• _Extrait choisi_
================================

Article
Date de mise en ligne : jeudi 02 juin 2005 - 57 707 vues Capleton annulé : la trève a disparu
Trois concerts de Capleton annulés pour le "caractère violent et homophobe" de certaines de ses chansons, un effet boule de neige à craindre, et ce juste avant la tenue des festivals cet été... Mais où donc est passée la trève ?
Début février était signé un accord entre les labels reggae majeurs (VP, Jet Star et
Greensleeves), et les associations de défense des droits des homosexuels (J-Flag et
Outrage). A l'époque, le reggae pousse un soupir de soulagement : avec la fin de la
campagne "Stop Murder Music", les artistes ne devraient plus être menacés
d'interdiction de concert, puisqu'ils renoncent à tenir des propos homophobes à la
fois en studio et sur scène. De son côté, Outrage, par la voix de son président
Peter Tatchell, se réjouit : « les chanteurs peuvent faire des concerts, les fans
peuvent voir leurs idoles, et les homos ne seront plus insultés », n'hésitant pas à
parler de « premier pas vers la restauration du "One Love" de Bob Marley ».

================================

• _Items enregistrés du jeu de données_
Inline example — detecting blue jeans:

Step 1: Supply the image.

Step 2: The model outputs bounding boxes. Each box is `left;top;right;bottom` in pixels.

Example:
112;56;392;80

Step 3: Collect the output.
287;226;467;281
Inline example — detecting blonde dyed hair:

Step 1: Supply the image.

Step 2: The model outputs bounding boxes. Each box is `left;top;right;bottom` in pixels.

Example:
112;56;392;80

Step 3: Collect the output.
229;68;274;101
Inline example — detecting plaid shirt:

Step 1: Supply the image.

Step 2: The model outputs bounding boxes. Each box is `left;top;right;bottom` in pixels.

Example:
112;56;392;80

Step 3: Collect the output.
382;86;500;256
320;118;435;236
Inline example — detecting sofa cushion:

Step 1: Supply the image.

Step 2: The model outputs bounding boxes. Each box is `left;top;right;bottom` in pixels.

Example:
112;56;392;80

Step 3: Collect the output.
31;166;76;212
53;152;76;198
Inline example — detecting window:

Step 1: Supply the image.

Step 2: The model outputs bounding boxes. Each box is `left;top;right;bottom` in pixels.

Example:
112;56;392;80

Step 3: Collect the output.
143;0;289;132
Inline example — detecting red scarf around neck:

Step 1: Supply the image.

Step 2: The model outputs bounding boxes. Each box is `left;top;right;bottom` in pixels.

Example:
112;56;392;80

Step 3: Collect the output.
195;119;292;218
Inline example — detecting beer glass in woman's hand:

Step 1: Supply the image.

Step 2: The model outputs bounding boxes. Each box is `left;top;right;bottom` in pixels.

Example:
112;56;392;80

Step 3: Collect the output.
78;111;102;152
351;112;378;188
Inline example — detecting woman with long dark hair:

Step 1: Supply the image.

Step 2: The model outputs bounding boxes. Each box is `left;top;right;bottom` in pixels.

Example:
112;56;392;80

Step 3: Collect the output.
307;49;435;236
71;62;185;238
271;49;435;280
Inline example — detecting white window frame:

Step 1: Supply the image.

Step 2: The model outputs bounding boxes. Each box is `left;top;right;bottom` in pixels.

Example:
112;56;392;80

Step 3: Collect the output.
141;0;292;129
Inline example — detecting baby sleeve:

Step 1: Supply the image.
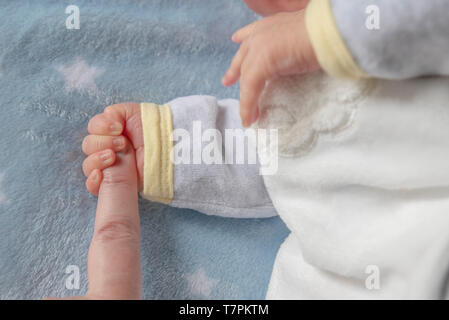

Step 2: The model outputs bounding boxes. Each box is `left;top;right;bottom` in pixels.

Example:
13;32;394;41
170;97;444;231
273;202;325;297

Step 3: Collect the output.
141;96;277;218
306;0;449;79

================================

• _Consigne de l'exercice_
D'après l'article sur l'annulation des concerts de Capleton, qui préside l'association Outrage ? Veuillez vous fonder exclusivement sur l'article.

• _Résultat de l'exercice_
Peter Tatchell.